-- Provided passage --
Badjeck said the militants attack every day, and are trying to seize the town of Fotokol.
A few months ago, the militants seized the Cameroonian border town of Ashigashia and occupied it for a month before being driven away.
Meka is defiant and vows to defeat Boko Haram in Cameroon, saying Boko Haram should know that Cameroon will use all available means to destroy them. He said they will not find refuge in Cameroon.
Boko Haram allegations
Cameroon's Communication Minister and government spokesperson, Issa Tchiroma, has strongly refuted allegations that the Nigerian group has already installed itself in Cameroon.
"Allusion is being made of an armed rebellion under the cover of Boko Haram in Cameroon. This is a bunch of unfounded fragrant allegation," Tchiroma said. "Everyone knows who Boko Haram is and what their motivations from their base in Nigeria are."

-- Material provided --

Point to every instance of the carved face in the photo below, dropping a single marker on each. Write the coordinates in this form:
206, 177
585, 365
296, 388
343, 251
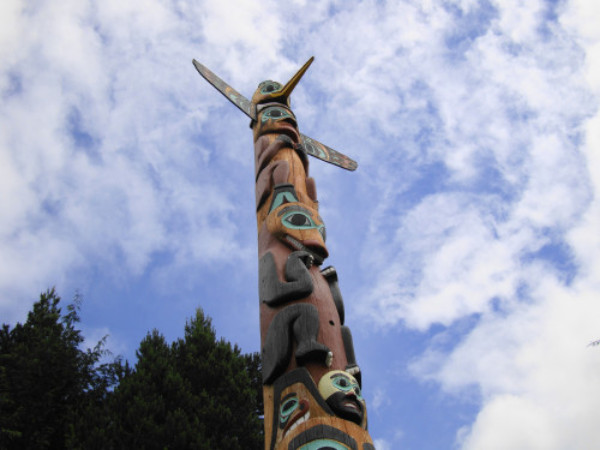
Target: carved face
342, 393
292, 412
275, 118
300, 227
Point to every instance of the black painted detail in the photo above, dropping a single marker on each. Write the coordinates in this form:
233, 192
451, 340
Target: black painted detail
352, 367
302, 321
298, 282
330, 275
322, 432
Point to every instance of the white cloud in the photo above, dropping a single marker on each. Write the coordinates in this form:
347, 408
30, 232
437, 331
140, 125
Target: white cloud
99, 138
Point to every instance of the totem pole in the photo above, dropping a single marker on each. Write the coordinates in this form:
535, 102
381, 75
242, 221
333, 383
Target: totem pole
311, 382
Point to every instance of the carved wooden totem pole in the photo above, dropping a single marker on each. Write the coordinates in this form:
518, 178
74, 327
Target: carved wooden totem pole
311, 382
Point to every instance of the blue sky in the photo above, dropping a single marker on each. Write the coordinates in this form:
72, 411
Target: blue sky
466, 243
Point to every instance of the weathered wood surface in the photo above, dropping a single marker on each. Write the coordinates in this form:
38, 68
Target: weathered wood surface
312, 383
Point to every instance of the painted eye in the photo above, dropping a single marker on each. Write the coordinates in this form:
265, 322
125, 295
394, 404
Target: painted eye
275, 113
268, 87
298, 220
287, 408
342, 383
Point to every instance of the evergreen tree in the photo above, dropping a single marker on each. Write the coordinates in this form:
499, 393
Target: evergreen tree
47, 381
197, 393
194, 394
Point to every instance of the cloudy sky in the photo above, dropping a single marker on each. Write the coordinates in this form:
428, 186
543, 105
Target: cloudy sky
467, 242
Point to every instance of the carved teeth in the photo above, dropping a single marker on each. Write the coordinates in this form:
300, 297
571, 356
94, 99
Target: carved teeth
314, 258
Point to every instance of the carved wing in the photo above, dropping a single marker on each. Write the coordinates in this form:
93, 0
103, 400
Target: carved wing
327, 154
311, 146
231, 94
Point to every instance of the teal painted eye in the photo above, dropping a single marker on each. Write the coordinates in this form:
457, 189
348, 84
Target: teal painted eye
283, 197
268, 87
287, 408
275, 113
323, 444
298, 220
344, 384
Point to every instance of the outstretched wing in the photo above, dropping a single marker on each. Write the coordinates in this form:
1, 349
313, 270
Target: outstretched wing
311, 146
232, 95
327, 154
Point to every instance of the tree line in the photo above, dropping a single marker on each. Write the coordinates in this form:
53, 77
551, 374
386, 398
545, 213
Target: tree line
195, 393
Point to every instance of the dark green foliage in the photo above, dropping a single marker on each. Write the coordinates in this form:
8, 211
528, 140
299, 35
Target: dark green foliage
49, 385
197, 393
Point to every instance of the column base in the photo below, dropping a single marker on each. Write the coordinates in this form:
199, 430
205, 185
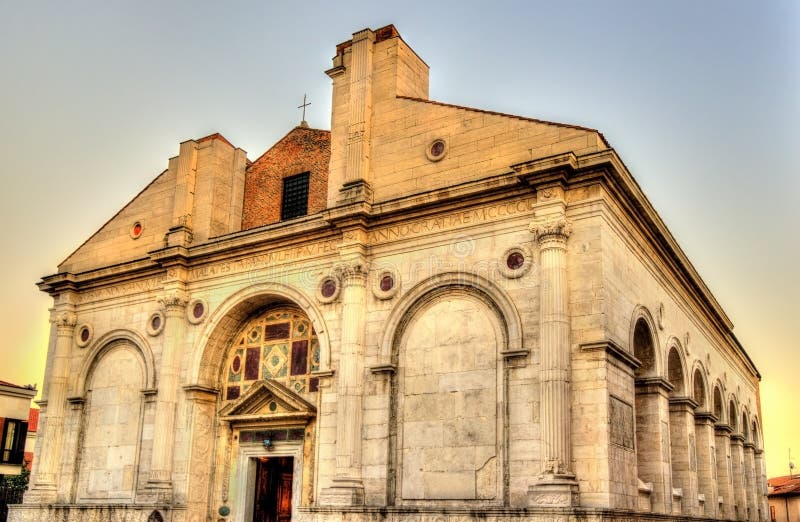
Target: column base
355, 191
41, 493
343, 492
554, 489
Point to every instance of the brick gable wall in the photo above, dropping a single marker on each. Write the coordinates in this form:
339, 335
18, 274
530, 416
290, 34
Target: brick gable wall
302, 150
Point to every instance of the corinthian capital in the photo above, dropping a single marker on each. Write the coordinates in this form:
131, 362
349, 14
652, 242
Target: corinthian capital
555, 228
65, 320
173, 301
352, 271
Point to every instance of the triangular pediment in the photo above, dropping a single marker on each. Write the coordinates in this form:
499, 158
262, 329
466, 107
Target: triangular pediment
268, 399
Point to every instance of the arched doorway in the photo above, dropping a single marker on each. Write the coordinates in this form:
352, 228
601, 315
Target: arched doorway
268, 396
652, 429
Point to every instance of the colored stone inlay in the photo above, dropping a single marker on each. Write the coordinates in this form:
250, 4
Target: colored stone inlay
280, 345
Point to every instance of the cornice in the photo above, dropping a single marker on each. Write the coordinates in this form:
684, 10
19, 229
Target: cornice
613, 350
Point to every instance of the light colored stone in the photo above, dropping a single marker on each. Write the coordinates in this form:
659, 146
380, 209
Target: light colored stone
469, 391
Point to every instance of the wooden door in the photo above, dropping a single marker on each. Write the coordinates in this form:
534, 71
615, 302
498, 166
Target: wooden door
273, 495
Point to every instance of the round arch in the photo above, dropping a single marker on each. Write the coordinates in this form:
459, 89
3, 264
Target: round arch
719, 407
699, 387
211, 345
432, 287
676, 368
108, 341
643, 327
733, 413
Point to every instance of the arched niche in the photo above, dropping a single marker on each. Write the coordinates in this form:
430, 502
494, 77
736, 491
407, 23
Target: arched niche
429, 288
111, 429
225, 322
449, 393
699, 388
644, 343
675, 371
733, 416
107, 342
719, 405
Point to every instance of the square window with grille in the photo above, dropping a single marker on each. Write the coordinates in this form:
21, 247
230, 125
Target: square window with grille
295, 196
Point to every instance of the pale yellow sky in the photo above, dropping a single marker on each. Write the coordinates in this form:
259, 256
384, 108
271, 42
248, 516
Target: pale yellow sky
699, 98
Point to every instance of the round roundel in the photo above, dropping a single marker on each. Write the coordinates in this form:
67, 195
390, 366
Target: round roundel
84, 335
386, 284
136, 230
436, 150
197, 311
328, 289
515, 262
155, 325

-- Challenge 1 --
Substitute "shelter" for "refuge" in the report on Boko Haram in Cameroon, and write out that report from "Meka is defiant" up to and including "itself in Cameroon.".
-- Challenge 2 --
Carry the report on Boko Haram in Cameroon on past its final sentence.

-- Task result 1 --
Meka is defiant and vows to defeat Boko Haram in Cameroon, saying Boko Haram should know that Cameroon will use all available means to destroy them. He said they will not find shelter in Cameroon.
Boko Haram allegations
Cameroon's Communication Minister and government spokesperson, Issa Tchiroma, has strongly refuted allegations that the Nigerian group has already installed itself in Cameroon.

-- Task result 2 --
The Nigerian militant group, has fought a bloody five-year revolt, mostly in northeast Nigeria where it wants to carve out an Islamist caliphate.
Nigeria announced last week that it had reached a cease-fire with the group and that more than 200 schoolgirls kidnapped earlier this year from a school in Chibock were to be freed, but that has not happened and fighting has continued in both Cameroon and Nigeria.